Please translate this sentence from the Dookudu film summary into Spanish: "It was edited by M. R. Varma and the cinematography was provided by K. V. Guhan and Prasad Murella."

- _Text extract_
+--
Dookudu () is a 2011 Indian Telugu-language action comedy film directed by Srinu Vaitla, and jointly produced by Ram Achanta, Gopi Achanta and Anil Sunkara. The film features Mahesh Babu,  Samantha, Prakash Raj, and Sonu Sood in the lead roles, and Brahmanandam, and M. S. Narayana in supporting roles. It was edited by M. R. Varma and the cinematography was provided by K. V. Guhan and Prasad Murella. The film's musical and background score were composed by S. Thaman.

Partially inspired by the 2003 German tragicomedy film Good Bye, Lenin!, Dookudu revolves around the life of police officer Ajay Kumar (Mahesh). His father Shankar Narayana (Prakash Raj) awakes from a coma, which he has been in for many years after an accident, but his health remains perilous. To aid his recovery, Kumar masquerades as a Member of the Legislative Assembly fulfilling his father's ambition for him.

Dookudu was released on 23 September 2011 in 1,600 screens worldwide, and grossed 1.01 billion worldwide on a budget of 350 million. Steven Zeitchik of Los Angeles Times called it "the biggest hit you've never heard of". The film garnered awards and nominations in several categories with particular praise for its direction, performances of the film's cast, cinematography, and music. As of April 2013, the film has won 38 awards from 50 nominations.
+--
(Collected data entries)
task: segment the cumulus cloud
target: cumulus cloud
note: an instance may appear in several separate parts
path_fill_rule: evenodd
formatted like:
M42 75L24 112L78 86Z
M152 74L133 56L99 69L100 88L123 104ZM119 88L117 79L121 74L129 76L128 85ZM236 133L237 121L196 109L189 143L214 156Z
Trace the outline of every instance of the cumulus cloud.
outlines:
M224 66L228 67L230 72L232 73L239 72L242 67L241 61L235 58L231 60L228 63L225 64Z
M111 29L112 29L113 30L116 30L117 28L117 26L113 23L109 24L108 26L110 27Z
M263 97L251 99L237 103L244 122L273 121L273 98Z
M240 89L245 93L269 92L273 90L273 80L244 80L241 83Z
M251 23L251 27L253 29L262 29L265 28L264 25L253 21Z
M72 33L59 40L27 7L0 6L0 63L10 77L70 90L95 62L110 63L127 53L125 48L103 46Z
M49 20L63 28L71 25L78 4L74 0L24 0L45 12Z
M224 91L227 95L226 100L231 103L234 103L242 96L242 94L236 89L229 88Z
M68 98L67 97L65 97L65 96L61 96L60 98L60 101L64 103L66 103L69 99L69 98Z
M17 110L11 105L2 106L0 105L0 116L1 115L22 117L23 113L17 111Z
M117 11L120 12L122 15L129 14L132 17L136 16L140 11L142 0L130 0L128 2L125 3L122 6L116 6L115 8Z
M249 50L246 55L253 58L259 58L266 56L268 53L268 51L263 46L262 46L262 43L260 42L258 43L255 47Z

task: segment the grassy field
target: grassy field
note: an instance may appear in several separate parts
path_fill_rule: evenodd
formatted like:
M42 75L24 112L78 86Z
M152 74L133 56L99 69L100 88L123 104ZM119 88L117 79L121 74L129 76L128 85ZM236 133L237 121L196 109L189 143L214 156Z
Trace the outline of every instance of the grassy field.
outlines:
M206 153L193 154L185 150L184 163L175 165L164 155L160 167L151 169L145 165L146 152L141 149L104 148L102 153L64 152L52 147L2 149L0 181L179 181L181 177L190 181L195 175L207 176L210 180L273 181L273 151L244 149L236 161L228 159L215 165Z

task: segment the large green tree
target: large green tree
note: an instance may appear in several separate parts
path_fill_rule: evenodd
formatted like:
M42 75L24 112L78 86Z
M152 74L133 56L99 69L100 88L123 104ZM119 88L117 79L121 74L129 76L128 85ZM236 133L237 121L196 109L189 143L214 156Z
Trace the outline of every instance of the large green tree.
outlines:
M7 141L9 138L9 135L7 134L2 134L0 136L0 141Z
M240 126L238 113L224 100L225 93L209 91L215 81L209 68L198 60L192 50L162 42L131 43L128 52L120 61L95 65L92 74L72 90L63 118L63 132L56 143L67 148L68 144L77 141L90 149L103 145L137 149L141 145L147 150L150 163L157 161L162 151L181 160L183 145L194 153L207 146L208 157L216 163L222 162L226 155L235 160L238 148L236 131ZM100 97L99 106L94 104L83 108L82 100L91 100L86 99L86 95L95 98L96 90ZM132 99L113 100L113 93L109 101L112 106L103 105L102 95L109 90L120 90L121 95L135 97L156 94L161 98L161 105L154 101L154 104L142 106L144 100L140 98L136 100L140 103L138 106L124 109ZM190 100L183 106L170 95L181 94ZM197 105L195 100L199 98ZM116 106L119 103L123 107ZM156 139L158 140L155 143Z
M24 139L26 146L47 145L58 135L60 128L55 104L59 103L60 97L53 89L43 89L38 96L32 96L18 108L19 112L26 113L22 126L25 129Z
+--
- _Final result_
Fue editada por M. R. Varma y la fotografía estuvo a cargo de K. V. Guhan y Prasad Murella.